* **Given request**
Reproduce everything from "Harry Lewis WYCH" down to "their own surnames." in the biographical note on Harry Lewis Wych.

* **Supplied text**

################

Harry Lewis WYCH
Rank: Private
Number: 16340
Unit: 1st Battalion King’s Own Scottish Borderers
Date of Death: 13 August 1915
Age: 26
Cemetery: Helles Memorial, Turkey

Harry's parents were James and Mary Wych (nee Hankinson) who had married early in 1885. Harry was their elder child and they had another son, Herbert, who was born about 1896. James is believed to have died before his second son was born.  In the late of 1899, Mary remarried to cabinet maker David Young, a man much older than she was and in his late 50s. They quickly had a child together, who they called Thomas and, in 1901, a second son called Arthur. Harry and Herbert do not appear to have been officially adopted by David and retained their own surnames.

In later life, Harry went to work in Manchester's cotton industry being employed as a doubler at the mill of C F Bennett and Co (and is commemorated in the company's entry in the "Manchester City Battalions Book of Honour" - page 496).

################

(Pointing dataset excerpts)

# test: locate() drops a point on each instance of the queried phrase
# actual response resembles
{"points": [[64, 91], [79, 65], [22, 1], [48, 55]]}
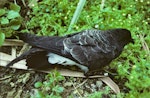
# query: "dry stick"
{"points": [[24, 48]]}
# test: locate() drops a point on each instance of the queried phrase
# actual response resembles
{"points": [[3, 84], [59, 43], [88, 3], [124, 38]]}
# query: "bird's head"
{"points": [[123, 35]]}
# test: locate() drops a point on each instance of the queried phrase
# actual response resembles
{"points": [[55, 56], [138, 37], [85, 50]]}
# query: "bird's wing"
{"points": [[48, 43], [89, 46]]}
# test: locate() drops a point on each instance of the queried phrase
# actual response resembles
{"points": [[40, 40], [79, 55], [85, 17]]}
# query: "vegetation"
{"points": [[49, 88], [53, 18]]}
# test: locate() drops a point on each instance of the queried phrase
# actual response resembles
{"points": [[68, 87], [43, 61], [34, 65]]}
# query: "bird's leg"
{"points": [[22, 56]]}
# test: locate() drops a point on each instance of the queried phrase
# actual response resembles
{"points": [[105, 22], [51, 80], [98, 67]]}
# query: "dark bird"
{"points": [[90, 50]]}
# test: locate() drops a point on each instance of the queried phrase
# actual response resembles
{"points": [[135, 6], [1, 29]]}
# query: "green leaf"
{"points": [[4, 20], [38, 84], [2, 38], [15, 7], [12, 14], [15, 24], [2, 12]]}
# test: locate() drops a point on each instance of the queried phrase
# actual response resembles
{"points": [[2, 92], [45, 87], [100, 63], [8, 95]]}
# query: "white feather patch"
{"points": [[57, 59]]}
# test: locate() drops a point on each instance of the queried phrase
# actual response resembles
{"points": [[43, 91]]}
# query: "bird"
{"points": [[89, 50]]}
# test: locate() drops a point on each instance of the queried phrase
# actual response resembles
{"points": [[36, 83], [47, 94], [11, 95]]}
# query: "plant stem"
{"points": [[76, 14]]}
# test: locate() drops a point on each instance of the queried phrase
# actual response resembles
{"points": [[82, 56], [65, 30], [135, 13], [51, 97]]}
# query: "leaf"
{"points": [[2, 38], [15, 7], [38, 84], [2, 12], [12, 14], [15, 24], [4, 20]]}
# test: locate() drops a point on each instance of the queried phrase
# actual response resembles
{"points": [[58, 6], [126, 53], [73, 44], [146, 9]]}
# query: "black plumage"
{"points": [[89, 50]]}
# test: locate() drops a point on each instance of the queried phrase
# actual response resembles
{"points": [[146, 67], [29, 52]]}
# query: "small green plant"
{"points": [[49, 88], [10, 20], [101, 94]]}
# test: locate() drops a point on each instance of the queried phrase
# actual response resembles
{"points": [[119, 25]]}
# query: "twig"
{"points": [[102, 4], [144, 44], [24, 48]]}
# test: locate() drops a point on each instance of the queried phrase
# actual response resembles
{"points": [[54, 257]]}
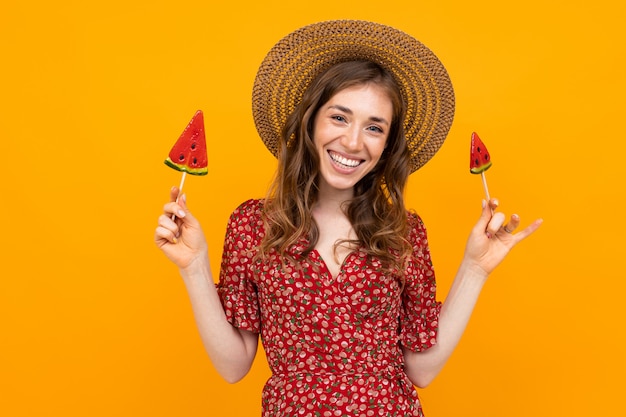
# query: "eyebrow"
{"points": [[348, 111]]}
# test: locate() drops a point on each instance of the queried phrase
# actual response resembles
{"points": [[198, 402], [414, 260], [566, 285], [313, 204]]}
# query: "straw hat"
{"points": [[299, 57]]}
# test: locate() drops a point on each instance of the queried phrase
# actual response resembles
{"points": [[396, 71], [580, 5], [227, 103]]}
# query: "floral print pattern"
{"points": [[332, 344]]}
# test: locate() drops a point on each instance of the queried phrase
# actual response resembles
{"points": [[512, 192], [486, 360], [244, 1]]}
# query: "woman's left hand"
{"points": [[492, 238]]}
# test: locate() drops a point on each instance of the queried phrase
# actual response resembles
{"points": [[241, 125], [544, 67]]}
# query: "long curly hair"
{"points": [[376, 211]]}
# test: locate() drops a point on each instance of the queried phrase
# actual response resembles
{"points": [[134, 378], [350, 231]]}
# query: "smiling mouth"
{"points": [[343, 161]]}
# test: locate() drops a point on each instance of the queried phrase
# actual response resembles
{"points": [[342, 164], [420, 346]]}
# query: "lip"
{"points": [[344, 163]]}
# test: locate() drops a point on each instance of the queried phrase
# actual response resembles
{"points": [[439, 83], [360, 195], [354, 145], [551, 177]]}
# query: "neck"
{"points": [[330, 198]]}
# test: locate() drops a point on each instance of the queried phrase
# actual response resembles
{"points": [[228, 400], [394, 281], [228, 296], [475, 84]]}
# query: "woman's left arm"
{"points": [[488, 244]]}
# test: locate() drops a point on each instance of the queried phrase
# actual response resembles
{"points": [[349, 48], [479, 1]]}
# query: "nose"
{"points": [[352, 140]]}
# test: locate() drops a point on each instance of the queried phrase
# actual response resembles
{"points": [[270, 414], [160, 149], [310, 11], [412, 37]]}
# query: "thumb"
{"points": [[485, 215]]}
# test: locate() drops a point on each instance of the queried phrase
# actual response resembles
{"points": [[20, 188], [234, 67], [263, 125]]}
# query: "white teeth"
{"points": [[344, 161]]}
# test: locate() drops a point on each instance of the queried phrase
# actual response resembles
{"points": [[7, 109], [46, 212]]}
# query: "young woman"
{"points": [[330, 269]]}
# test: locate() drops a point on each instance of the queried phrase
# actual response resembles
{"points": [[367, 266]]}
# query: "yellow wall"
{"points": [[93, 319]]}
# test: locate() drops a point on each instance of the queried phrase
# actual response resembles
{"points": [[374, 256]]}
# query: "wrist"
{"points": [[473, 271]]}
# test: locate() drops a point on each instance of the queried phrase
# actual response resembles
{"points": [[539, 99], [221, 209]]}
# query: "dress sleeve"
{"points": [[236, 287], [419, 314]]}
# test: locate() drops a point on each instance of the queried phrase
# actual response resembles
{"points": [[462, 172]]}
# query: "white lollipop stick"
{"points": [[482, 174], [180, 190]]}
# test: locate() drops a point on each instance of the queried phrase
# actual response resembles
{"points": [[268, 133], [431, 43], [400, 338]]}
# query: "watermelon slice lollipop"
{"points": [[480, 160], [189, 151]]}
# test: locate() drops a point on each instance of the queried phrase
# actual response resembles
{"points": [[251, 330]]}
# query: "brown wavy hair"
{"points": [[376, 211]]}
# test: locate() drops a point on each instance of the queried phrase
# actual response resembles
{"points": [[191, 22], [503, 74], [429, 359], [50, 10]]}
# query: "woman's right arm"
{"points": [[231, 350]]}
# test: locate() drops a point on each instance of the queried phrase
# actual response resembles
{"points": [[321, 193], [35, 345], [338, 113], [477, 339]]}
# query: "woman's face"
{"points": [[350, 132]]}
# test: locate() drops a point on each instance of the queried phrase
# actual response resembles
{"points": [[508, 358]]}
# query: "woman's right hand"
{"points": [[179, 234]]}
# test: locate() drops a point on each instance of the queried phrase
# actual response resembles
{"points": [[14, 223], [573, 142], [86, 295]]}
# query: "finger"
{"points": [[174, 191], [494, 203], [173, 208], [167, 223], [161, 233], [485, 216], [512, 224], [529, 230], [495, 224]]}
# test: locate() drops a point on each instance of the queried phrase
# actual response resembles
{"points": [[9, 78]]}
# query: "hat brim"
{"points": [[298, 58]]}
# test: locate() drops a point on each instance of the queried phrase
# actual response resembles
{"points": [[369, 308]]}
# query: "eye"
{"points": [[375, 128]]}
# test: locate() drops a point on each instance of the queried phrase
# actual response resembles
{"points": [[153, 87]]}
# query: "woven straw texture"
{"points": [[298, 58]]}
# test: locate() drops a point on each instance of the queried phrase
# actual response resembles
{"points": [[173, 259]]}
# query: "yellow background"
{"points": [[95, 322]]}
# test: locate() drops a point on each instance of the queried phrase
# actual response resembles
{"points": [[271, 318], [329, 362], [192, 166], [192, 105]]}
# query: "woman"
{"points": [[330, 269]]}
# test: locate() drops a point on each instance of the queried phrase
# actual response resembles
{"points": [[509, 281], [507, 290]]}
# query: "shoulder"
{"points": [[416, 230], [248, 214]]}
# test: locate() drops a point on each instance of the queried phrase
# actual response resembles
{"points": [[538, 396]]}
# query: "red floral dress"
{"points": [[332, 344]]}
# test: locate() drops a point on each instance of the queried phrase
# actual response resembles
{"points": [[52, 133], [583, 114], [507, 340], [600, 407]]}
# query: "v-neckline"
{"points": [[324, 264]]}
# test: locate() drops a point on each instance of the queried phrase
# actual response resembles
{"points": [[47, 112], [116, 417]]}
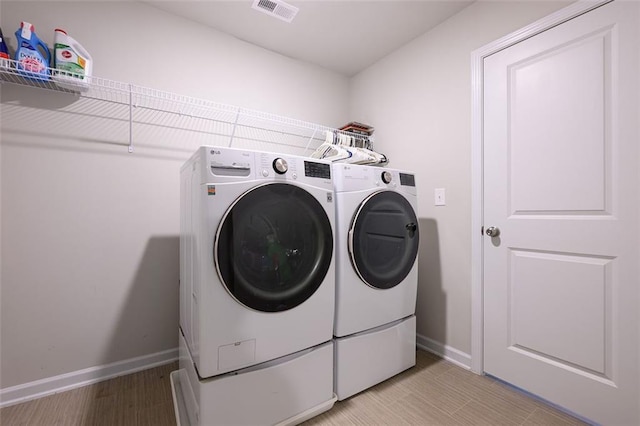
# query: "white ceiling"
{"points": [[345, 36]]}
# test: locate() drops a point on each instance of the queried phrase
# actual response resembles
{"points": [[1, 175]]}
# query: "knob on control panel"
{"points": [[280, 166]]}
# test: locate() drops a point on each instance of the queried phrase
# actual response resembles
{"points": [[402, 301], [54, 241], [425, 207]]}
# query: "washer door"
{"points": [[383, 239], [274, 247]]}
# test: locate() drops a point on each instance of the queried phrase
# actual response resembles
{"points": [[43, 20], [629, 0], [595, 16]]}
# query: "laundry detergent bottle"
{"points": [[73, 64], [4, 52], [32, 54]]}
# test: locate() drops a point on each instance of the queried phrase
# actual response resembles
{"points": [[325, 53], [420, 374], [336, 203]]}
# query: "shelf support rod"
{"points": [[235, 124], [130, 119]]}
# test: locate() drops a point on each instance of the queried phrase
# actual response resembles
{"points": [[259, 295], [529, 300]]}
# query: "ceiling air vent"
{"points": [[276, 8]]}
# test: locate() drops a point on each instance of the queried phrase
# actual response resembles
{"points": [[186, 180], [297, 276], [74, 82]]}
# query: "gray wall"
{"points": [[89, 232], [419, 99]]}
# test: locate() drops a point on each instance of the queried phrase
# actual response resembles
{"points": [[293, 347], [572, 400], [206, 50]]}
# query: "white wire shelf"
{"points": [[152, 107]]}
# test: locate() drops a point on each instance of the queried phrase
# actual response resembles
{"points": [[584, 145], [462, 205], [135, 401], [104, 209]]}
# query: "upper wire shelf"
{"points": [[150, 106]]}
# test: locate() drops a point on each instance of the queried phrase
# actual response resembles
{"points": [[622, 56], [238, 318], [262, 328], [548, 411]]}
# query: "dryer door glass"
{"points": [[274, 247], [383, 239]]}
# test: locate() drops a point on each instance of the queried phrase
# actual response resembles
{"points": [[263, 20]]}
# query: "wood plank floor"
{"points": [[434, 392]]}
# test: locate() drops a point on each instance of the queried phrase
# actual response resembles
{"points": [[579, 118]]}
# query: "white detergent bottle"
{"points": [[72, 63]]}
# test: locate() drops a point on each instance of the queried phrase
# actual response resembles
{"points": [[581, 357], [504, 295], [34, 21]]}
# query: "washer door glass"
{"points": [[383, 239], [274, 247]]}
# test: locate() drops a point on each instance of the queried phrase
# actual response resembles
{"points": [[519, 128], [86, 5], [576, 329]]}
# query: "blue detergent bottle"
{"points": [[32, 54], [4, 51]]}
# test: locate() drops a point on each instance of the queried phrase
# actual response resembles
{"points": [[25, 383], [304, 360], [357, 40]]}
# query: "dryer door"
{"points": [[274, 247], [383, 239]]}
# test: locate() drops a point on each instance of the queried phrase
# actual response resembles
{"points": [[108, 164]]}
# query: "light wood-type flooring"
{"points": [[434, 392]]}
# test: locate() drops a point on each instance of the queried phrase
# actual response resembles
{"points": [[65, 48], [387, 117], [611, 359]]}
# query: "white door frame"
{"points": [[477, 149]]}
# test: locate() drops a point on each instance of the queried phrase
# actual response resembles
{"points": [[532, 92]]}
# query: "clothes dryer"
{"points": [[377, 238], [257, 277]]}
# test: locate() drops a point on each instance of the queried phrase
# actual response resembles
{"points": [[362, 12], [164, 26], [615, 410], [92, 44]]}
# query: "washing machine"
{"points": [[377, 238], [257, 287]]}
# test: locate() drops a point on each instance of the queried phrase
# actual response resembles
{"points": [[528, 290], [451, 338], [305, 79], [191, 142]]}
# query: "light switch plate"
{"points": [[439, 197]]}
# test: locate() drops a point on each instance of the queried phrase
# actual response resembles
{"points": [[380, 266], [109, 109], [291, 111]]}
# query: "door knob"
{"points": [[492, 231]]}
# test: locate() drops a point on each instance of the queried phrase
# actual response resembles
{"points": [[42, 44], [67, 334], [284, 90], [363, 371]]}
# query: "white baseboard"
{"points": [[64, 382], [452, 355]]}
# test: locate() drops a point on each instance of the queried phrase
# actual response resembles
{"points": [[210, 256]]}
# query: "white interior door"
{"points": [[561, 183]]}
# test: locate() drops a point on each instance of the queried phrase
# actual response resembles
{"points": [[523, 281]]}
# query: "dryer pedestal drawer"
{"points": [[370, 357]]}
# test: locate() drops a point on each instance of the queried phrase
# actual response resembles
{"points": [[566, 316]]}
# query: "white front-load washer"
{"points": [[257, 277], [377, 238]]}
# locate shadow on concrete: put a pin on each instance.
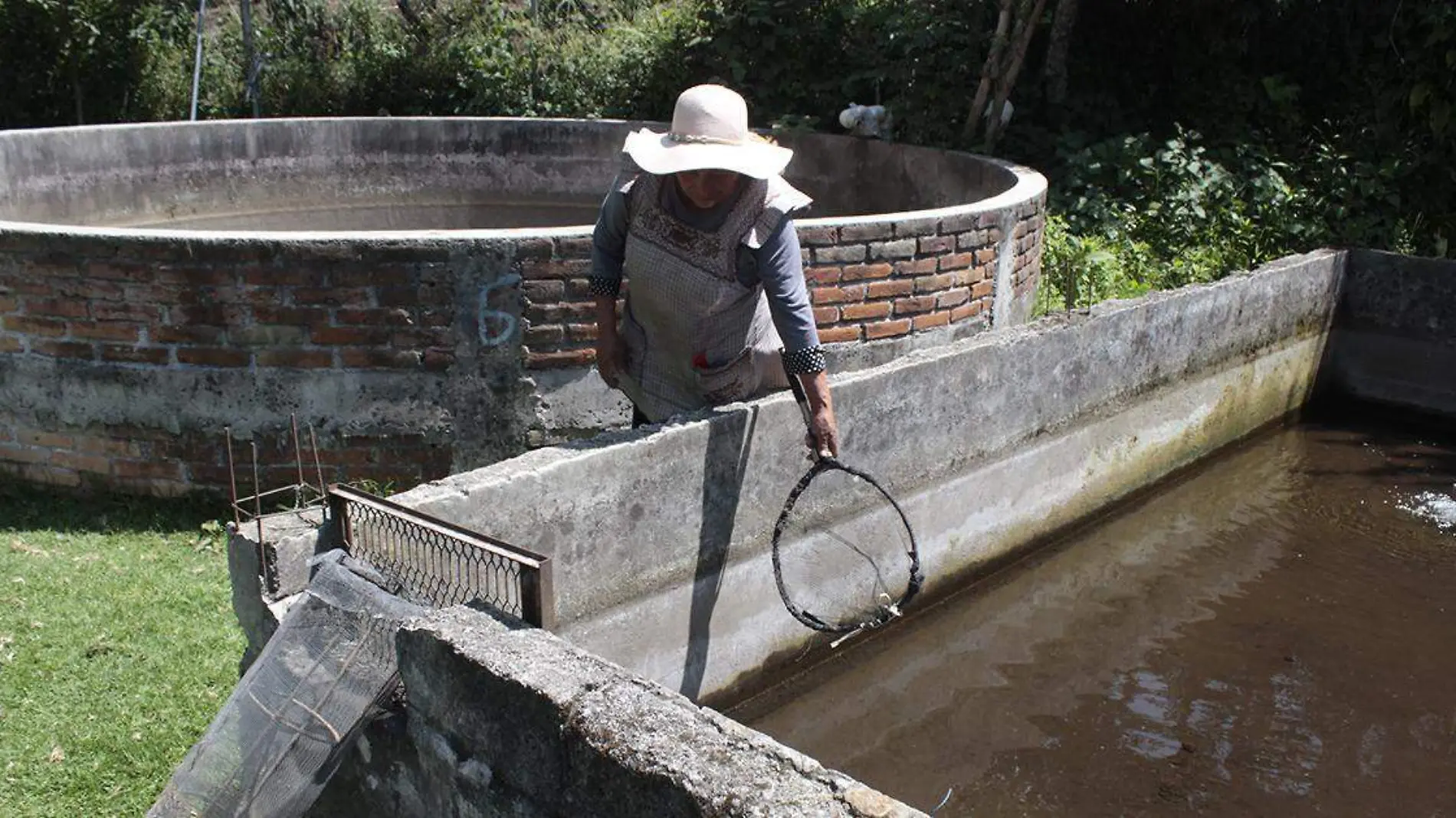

################

* **Answer**
Harry Lewis WYCH
Rank: Private
Number: 16340
Unit: 1st Battalion King’s Own Scottish Borderers
Date of Death: 13 August 1915
Age: 26
Cemetery: Helles Memorial, Turkey

Harry's parents were James and Mary Wych (nee Hankinson) who had married early in 1885. Harry was their elder child and they had another son, Herbert, who was born about 1896. James is believed to have died before his second son was born.  In the late of 1899, Mary remarried to cabinet maker David Young, a man much older than she was and in his late 50s. They quickly had a child together, who they called Thomas and, in 1901, a second son called Arthur. Harry and Herbert do not appear to have been officially adopted by David and retained their own surnames.